━━━ Listed records ━━━
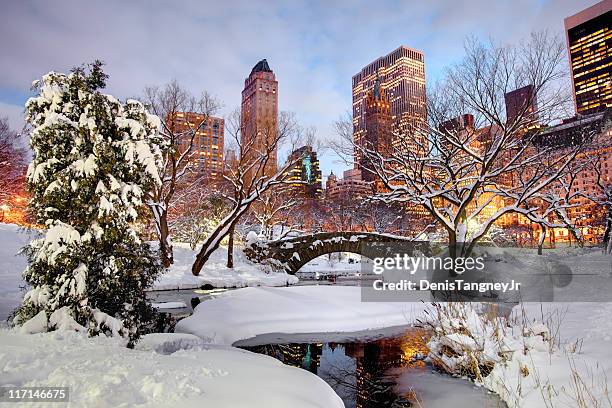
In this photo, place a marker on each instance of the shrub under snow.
(94, 159)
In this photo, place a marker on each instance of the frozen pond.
(382, 369)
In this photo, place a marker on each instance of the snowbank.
(215, 273)
(12, 239)
(577, 371)
(165, 370)
(565, 362)
(245, 313)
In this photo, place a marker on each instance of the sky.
(314, 47)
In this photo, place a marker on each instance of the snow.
(215, 273)
(582, 354)
(245, 313)
(169, 305)
(12, 239)
(164, 370)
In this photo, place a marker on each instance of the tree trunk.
(542, 239)
(607, 231)
(230, 248)
(165, 248)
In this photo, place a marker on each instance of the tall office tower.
(522, 103)
(378, 134)
(207, 150)
(402, 74)
(589, 43)
(259, 114)
(306, 173)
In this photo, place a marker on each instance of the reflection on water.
(381, 373)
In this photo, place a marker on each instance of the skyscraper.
(522, 103)
(208, 140)
(402, 75)
(589, 43)
(259, 113)
(378, 134)
(306, 173)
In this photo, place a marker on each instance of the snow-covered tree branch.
(473, 163)
(172, 104)
(250, 176)
(94, 160)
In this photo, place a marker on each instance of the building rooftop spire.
(261, 66)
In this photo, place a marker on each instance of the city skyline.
(212, 49)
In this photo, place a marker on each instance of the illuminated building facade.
(307, 172)
(378, 135)
(352, 186)
(259, 113)
(208, 141)
(402, 75)
(522, 103)
(589, 42)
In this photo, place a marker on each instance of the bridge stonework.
(293, 253)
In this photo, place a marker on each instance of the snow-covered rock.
(245, 313)
(215, 272)
(166, 370)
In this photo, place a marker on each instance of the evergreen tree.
(94, 160)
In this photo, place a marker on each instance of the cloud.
(14, 113)
(314, 47)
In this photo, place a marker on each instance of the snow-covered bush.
(470, 339)
(94, 159)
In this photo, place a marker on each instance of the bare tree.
(272, 210)
(253, 173)
(198, 207)
(602, 195)
(470, 172)
(172, 103)
(549, 208)
(12, 165)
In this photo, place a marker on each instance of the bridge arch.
(293, 253)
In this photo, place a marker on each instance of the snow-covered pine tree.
(94, 159)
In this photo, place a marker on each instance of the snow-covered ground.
(179, 276)
(215, 273)
(190, 371)
(245, 313)
(165, 370)
(12, 239)
(579, 367)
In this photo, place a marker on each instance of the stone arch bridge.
(292, 253)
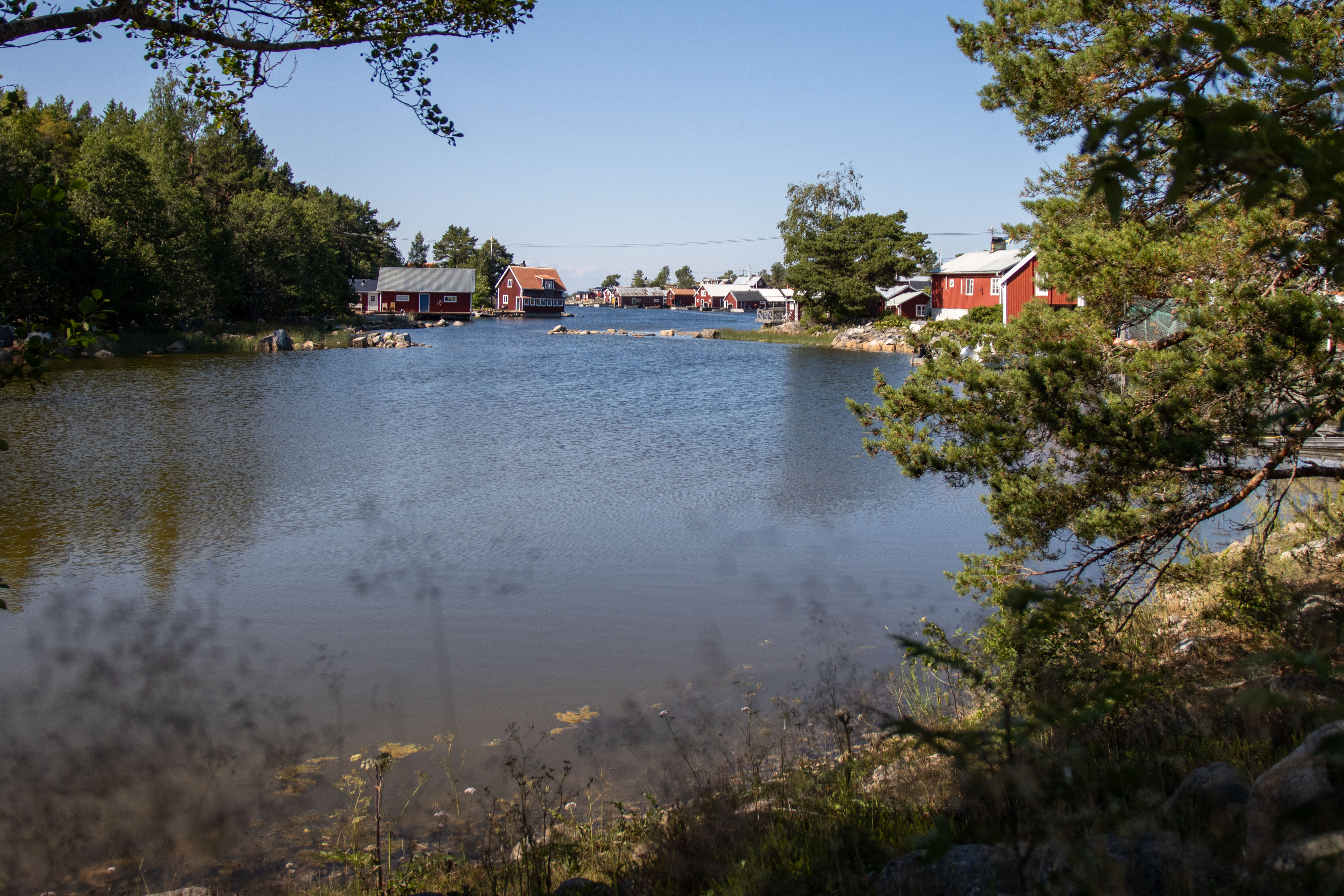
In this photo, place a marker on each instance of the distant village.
(999, 276)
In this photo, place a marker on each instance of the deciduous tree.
(838, 259)
(226, 52)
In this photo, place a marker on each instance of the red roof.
(533, 277)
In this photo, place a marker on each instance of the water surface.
(495, 528)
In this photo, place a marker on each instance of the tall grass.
(233, 338)
(773, 336)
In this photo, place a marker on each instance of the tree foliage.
(418, 255)
(456, 248)
(839, 259)
(226, 52)
(183, 218)
(1205, 358)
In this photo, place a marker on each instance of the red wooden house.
(678, 297)
(744, 300)
(443, 292)
(531, 291)
(1025, 284)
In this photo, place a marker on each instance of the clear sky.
(644, 121)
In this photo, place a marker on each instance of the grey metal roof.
(427, 280)
(991, 263)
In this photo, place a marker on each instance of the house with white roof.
(1004, 277)
(420, 291)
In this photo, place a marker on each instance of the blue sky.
(643, 121)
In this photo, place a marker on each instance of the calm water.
(497, 528)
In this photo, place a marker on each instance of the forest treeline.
(181, 218)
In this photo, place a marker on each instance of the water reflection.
(494, 530)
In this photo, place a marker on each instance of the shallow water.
(492, 530)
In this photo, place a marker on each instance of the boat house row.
(444, 292)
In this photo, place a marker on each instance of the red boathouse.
(531, 291)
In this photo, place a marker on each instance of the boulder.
(1148, 864)
(1216, 793)
(1303, 853)
(968, 868)
(1303, 777)
(581, 887)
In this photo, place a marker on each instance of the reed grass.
(233, 336)
(772, 336)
━━━
:: What to work on ::
Rewrite all of the material above with "place a marker on" replaced by "put a pin on" and everything else left unchanged. Omit the pictures.

:: Answer below ::
In this photo, put a pin on each instance of the shrub under snow.
(94, 159)
In this photo, put a pin on each instance of the frozen pond.
(382, 369)
In this photo, put a pin on each instance of the snowbank.
(215, 273)
(12, 239)
(577, 371)
(165, 370)
(565, 362)
(245, 313)
In this photo, put a pin on each instance of the sky.
(314, 47)
In this photo, put a pin on each instance of the snow.
(215, 273)
(582, 354)
(245, 313)
(169, 305)
(12, 239)
(164, 370)
In this photo, put a pin on each instance of the tree trunk.
(542, 239)
(607, 231)
(230, 248)
(165, 248)
In this photo, put a pin on each instance of the tall office tower.
(522, 103)
(378, 134)
(207, 150)
(402, 74)
(589, 43)
(259, 114)
(306, 173)
In this photo, put a pin on each instance of the reflection on water.
(381, 373)
In this photo, put a pin on each instance of the skyscraper.
(522, 103)
(208, 140)
(402, 75)
(589, 43)
(259, 113)
(378, 134)
(306, 173)
In this photo, put a pin on each instance of the snow-covered tree branch.
(473, 163)
(172, 104)
(250, 176)
(94, 160)
In this photo, put a pin on each instance of the building rooftop spire.
(261, 66)
In this photo, put a pin on each instance of the city skyline.
(212, 49)
In this photo, put a pin on each instance of the illuminated building facade.
(307, 172)
(378, 135)
(352, 186)
(259, 113)
(208, 141)
(402, 75)
(522, 103)
(589, 42)
In this photo, put a pin on each instance of the bridge stonework.
(293, 253)
In this photo, put a pin on each instance of the snow-covered rock.
(245, 313)
(215, 272)
(166, 370)
In this photo, put a pin on each instance of the evergreen tree.
(94, 160)
In this photo, put a pin on each instance of the cloud.
(14, 113)
(314, 47)
In this photo, put a pin on each instance of the snow-covered bush.
(470, 339)
(94, 159)
In this photo, put a pin on each instance of the bare tree.
(272, 210)
(253, 173)
(198, 207)
(602, 195)
(470, 172)
(172, 103)
(549, 208)
(12, 165)
In this photo, put a pin on each instance of the bridge arch.
(293, 253)
In this photo, put a pin on each instance of the snow-covered pine tree.
(94, 159)
In this photo, put a pin on each instance of the snow-covered ground.
(179, 276)
(215, 273)
(190, 371)
(245, 313)
(165, 370)
(12, 239)
(579, 367)
In this photo, put a pin on each instance of the stone arch bridge.
(292, 253)
In this photo, put a pin on each instance of the distant village.
(999, 276)
In this photo, put a pin on each instance of the deciduous tree.
(838, 259)
(226, 52)
In this photo, put a pin on each instance of the red roof.
(533, 277)
In this photo, put a pin on each instance of the water surface.
(495, 528)
In this photo, put a pin on each instance of the tall grass.
(233, 338)
(773, 336)
In this photo, put a pin on each instance of the tree foliage.
(418, 255)
(456, 248)
(839, 259)
(226, 52)
(183, 218)
(1205, 358)
In this photo, put a pin on each instance of the red wooden house.
(678, 297)
(744, 300)
(443, 292)
(531, 291)
(1025, 284)
In this photo, put a pin on each instance of the clear sky.
(644, 121)
In this photo, put a pin on each instance of the grey metal roof.
(427, 280)
(991, 263)
In this photo, put a pin on each instance of the house with white roof.
(1004, 277)
(420, 291)
In this photo, put a pin on each instance of the blue sky.
(643, 121)
In this photo, put a pin on each instance of the calm water.
(497, 528)
In this photo, put a pin on each instance of the forest treeline.
(181, 218)
In this photo, put a pin on each instance of the water reflection.
(494, 530)
In this photo, put a pin on each instance of the shallow water.
(492, 530)
In this photo, put a pin on each instance of the boat house row.
(444, 292)
In this photo, put a pin on each instance of the red boathouse.
(531, 291)
In this photo, put a pin on each instance of the boulder.
(1148, 864)
(1216, 793)
(1303, 853)
(968, 868)
(1303, 777)
(581, 887)
In this photo, put a pin on each instance of the reed grass.
(233, 336)
(772, 336)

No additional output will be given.